## Gegeven opdracht A
Som uit de gegevens hieronder elke regel op waarin de string "photo" voorkomt, en neem die regels ongewijzigd over.

## Documentfragment
ECLI:NL:RBNHO:2023:996

Rechtbank Noord-Holland

Datum uitspraak
25 januari 2023
Publicatiedatum
8 februari 2023
Zaaknummer
9104000
Instantie
Rechtbank Noord-Holland
Type
Uitspraak
Procedures
  • Op tegenspraak
Vindplaatsen
  • Rechtspraak.nl
AI samenvatting door LexboostAutomatisch gegenereerd

Compensatie bij annulering van vlucht door buitengewone omstandigheden en overdracht van vorderingsrecht

In deze zaak heeft de rechtspersoon Flightright GmbH, gevestigd te Hamburg, een vordering ingesteld tegen KLM Cityhopper B.V. wegens compensatie voor een geannuleerde vlucht van Amsterdam naar Zürich op 17 januari 2019. De vordering is gebaseerd op de Verordening (EG) nr. 261/2004, die regels vaststelt voor compensatie en bijstand aan luchtreizigers. Flightright stelt dat de passagier zijn vorderingsrecht aan haar heeft overgedragen, ondanks het ontbreken van een handtekening op het paspoort. De kantonrechter oordeelt dat Flightright voldoende aannemelijk heeft gemaakt dat de overdracht heeft plaatsgevonden.

De vervoerder, KLM Cityhopper, betwist de vordering en voert aan dat de annulering van de vlucht het gevolg was van buitengewone omstandigheden, namelijk slechte weersomstandigheden die leidden tot een de-icing delay. De kantonrechter stelt vast dat de vlucht is geannuleerd en dat KLM niet kan aantonen dat de annulering niet het gevolg was van buitengewone omstandigheden. De kantonrechter oordeelt dat de de-icing procedure, die noodzakelijk was vanwege de weersomstandigheden, als een buitengewone omstandigheid kan worden aangemerkt.

## Aangeleverde gegevens

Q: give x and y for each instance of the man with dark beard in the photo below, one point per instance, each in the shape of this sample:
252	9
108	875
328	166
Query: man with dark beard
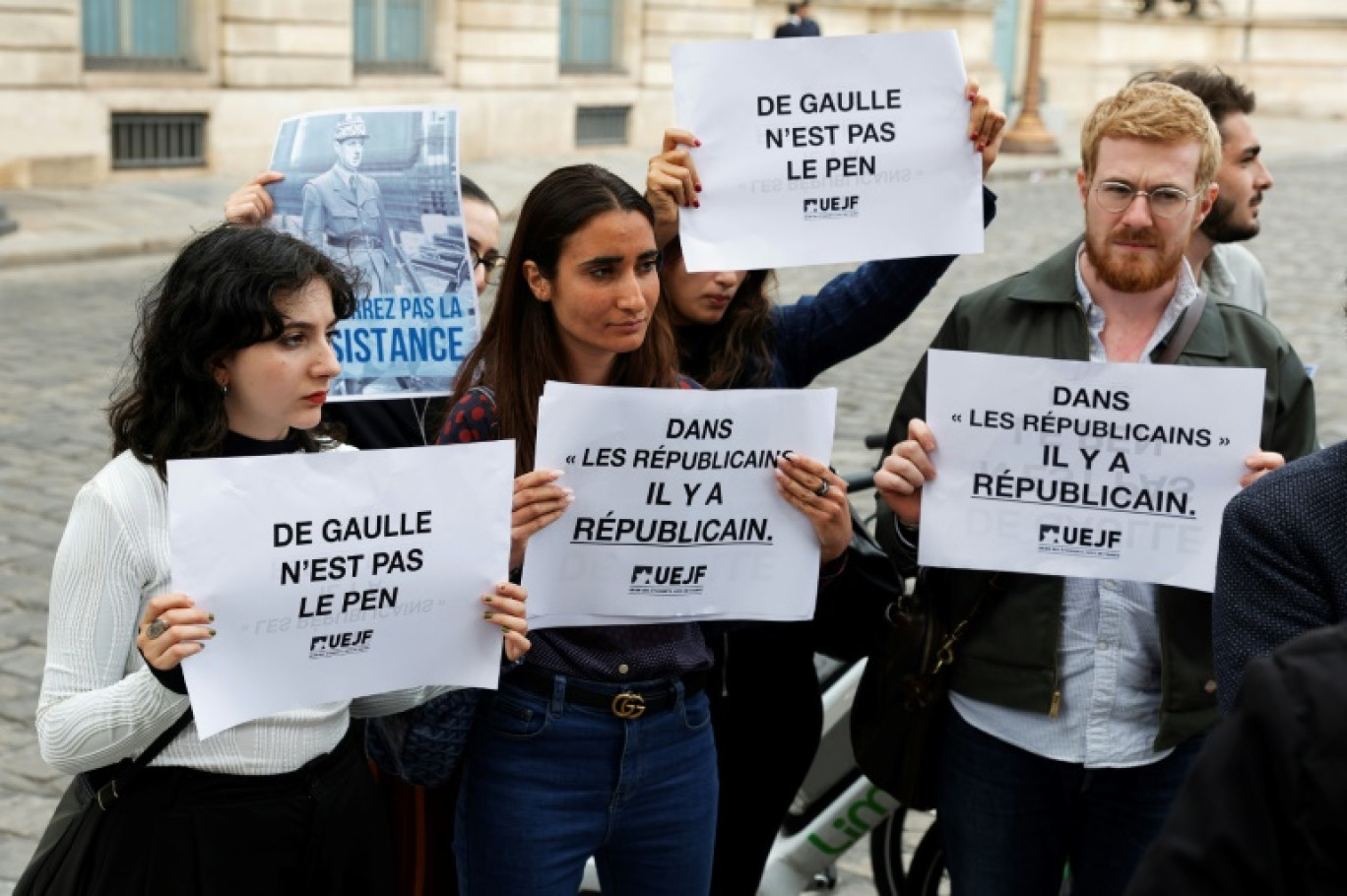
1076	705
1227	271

==

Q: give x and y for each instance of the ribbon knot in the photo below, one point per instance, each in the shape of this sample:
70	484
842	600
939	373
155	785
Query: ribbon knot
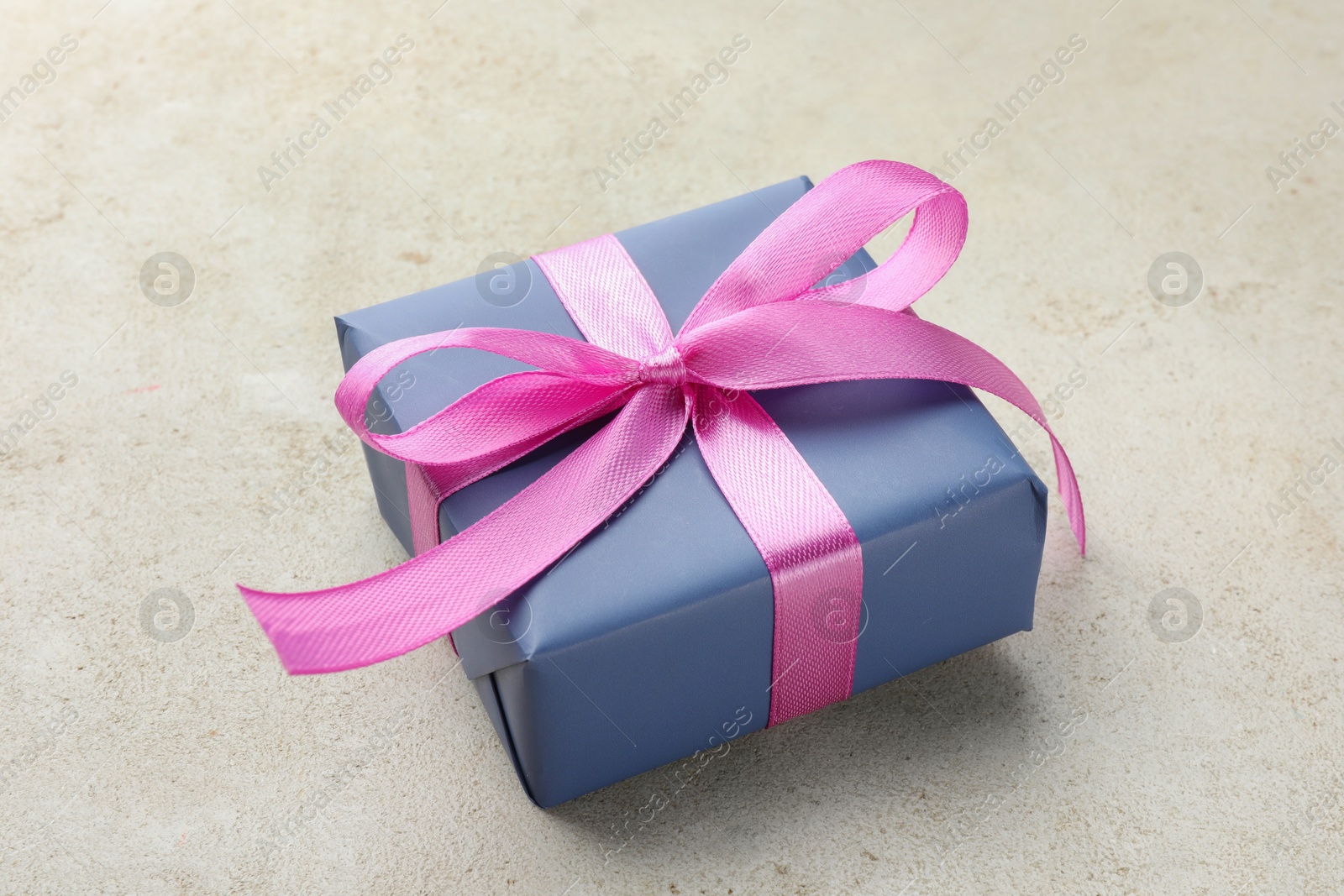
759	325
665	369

## Gegeven opdracht B
Vervolg de uitspraak over compensatie voor de geannuleerde vlucht na de laatste zin van het documentfragment hierboven.

## Uitvoer opdracht A
Q: give x and y for each instance of the man with dark beard in the photo below, one point per instance, each in the shape of this sample:
Q: give x and y for each instance of the ribbon knot in the photo below, one point per instance, each in the shape of this sample:

## Uitvoer opdracht B
De kantonrechter concludeert dat KLM alle redelijke maatregelen heeft getroffen om de annulering te voorkomen en wijst de vordering van Flightright af. De proceskosten worden aan Flightright opgelegd, omdat zij ongelijk heeft gekregen. Het vonnis is uitgesproken door kantonrechter S.N. Schipper op 25 januari 2023.

Uitspraak

RECHTBANK NOORD-HOLLAND

Handel, Kanton en Insolventie
locatie Haarlem
Zaaknr./rolnr.: 9104000 \ CV EXPL 21-1899
Uitspraakdatum: 25 januari 2023
Vonnis van de kantonrechter in de zaak van:
de rechtspersoon naar Duits recht
Flightright GmbH
gevestigd te Hamburg (Duitsland)
eiseres
hierna te noemen: Flightright
gemachtigde: mr. H. Yildiz
tegen
de besloten vennootschap
KLM Cityhopper B.V.
gevestigd te Schiphol
gedaagde
hierna te noemen: de vervoerder
gemachtigde: mr. M. Lustenhouwer

1.Het procesverloop

1.1.
Flightright heeft bij dagvaarding van 13 januari 2021 een vordering tegen de vervoerder ingesteld. De vervoerder heeft schriftelijk geantwoord.
1.2.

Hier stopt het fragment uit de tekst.